▶ **YOUR GOAL**:
Every entry is to be returned as it stands, apart from the pictures.

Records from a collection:
Segment Open

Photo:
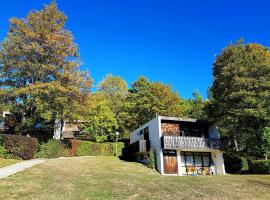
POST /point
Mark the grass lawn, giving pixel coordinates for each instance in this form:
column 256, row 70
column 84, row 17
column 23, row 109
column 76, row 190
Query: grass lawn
column 109, row 178
column 6, row 162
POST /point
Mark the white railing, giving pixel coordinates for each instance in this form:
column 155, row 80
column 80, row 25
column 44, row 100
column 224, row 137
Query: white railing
column 196, row 143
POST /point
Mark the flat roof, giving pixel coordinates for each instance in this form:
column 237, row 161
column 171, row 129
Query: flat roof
column 182, row 119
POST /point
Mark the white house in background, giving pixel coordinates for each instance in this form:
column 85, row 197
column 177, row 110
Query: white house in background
column 182, row 146
column 69, row 130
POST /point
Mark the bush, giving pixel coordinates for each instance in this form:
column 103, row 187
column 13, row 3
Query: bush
column 235, row 163
column 20, row 146
column 5, row 153
column 87, row 148
column 51, row 149
column 84, row 149
column 260, row 166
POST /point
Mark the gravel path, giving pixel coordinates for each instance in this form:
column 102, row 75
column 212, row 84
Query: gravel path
column 12, row 169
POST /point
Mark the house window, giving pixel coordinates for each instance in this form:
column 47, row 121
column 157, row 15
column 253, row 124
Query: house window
column 146, row 133
column 195, row 162
column 141, row 135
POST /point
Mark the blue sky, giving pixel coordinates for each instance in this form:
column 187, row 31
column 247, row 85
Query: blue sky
column 171, row 41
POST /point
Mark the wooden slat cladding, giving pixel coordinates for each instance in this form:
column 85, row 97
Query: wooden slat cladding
column 170, row 162
column 173, row 142
column 170, row 129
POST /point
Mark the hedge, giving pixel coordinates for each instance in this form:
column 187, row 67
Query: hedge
column 51, row 149
column 56, row 148
column 87, row 148
column 260, row 166
column 19, row 146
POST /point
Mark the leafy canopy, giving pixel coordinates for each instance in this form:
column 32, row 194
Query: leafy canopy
column 241, row 94
column 39, row 69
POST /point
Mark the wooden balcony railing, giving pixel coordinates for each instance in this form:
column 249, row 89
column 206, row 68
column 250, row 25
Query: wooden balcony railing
column 195, row 143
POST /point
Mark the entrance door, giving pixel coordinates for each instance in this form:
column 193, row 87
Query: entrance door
column 170, row 162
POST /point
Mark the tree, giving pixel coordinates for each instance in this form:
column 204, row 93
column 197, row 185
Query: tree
column 115, row 90
column 39, row 70
column 148, row 99
column 266, row 142
column 240, row 95
column 194, row 107
column 101, row 121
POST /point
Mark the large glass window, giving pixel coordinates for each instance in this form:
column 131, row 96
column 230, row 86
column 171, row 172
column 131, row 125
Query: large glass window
column 195, row 162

Segment Closed

▶ **TASK ANSWER**:
Photo:
POST /point
Mark the grass lawn, giving pixel coordinates for each instance in this form:
column 256, row 70
column 84, row 17
column 23, row 109
column 76, row 190
Query: grass lawn
column 109, row 178
column 6, row 162
POST /point
Mark the white railing, giving pixel coordinates for each instance in this form:
column 155, row 80
column 80, row 25
column 44, row 100
column 224, row 137
Query: white railing
column 196, row 143
POST /point
Mark the flat roof, giving pixel coordinates for each instance in this form:
column 237, row 161
column 171, row 129
Query: flat roof
column 182, row 119
POST /point
Mark the white house in background, giving pixel coordinates for each instance in this form:
column 85, row 197
column 177, row 110
Query: white house in background
column 182, row 146
column 69, row 130
POST /point
Mark the bush, giving pixel coordinates for each instance in this form:
column 103, row 187
column 13, row 3
Query: bush
column 235, row 163
column 20, row 146
column 5, row 153
column 87, row 148
column 51, row 149
column 84, row 149
column 260, row 166
POST /point
Mark the gravel path, giving pixel coordinates for each instance in this form:
column 102, row 75
column 212, row 84
Query: gravel path
column 12, row 169
POST /point
Mark the house window, giving pixel coordinates for each instance in this form:
column 47, row 121
column 157, row 15
column 253, row 124
Query: house window
column 146, row 133
column 195, row 162
column 141, row 135
POST /point
Mark the blue sky, giving pixel coordinates for each instance in this form:
column 187, row 31
column 247, row 85
Query: blue sky
column 171, row 41
POST /point
Mark the wooden slat cladding, giving pixel coordinates for each instance in this form:
column 85, row 97
Query: wooden slat cladding
column 170, row 162
column 173, row 142
column 170, row 129
POST /point
Mark the hedge, giving pixel coordinates for each instance in this form:
column 187, row 67
Query: hedge
column 51, row 149
column 56, row 148
column 87, row 148
column 260, row 166
column 19, row 146
POST /point
Mark the leafy canopy, giving pixel coordinates for each instance in this form:
column 32, row 194
Query: leafy canopy
column 241, row 94
column 39, row 69
POST /point
Mark the wooden balcony railing, giving pixel coordinates for each instance in this form:
column 249, row 89
column 206, row 68
column 250, row 25
Query: wooden balcony railing
column 195, row 143
POST /point
Mark the entrance door, giving pixel coordinates for each instance in this form:
column 193, row 87
Query: entrance door
column 170, row 162
POST /point
Mark the tree, giving pixel coordinates for each instance in this form:
column 204, row 93
column 197, row 185
Query: tree
column 115, row 90
column 39, row 70
column 148, row 99
column 266, row 142
column 240, row 95
column 194, row 107
column 101, row 121
POST /point
Mark the large glass window, giving pixel coordinates for each instance in this form:
column 131, row 96
column 230, row 86
column 171, row 172
column 131, row 125
Query: large glass window
column 195, row 162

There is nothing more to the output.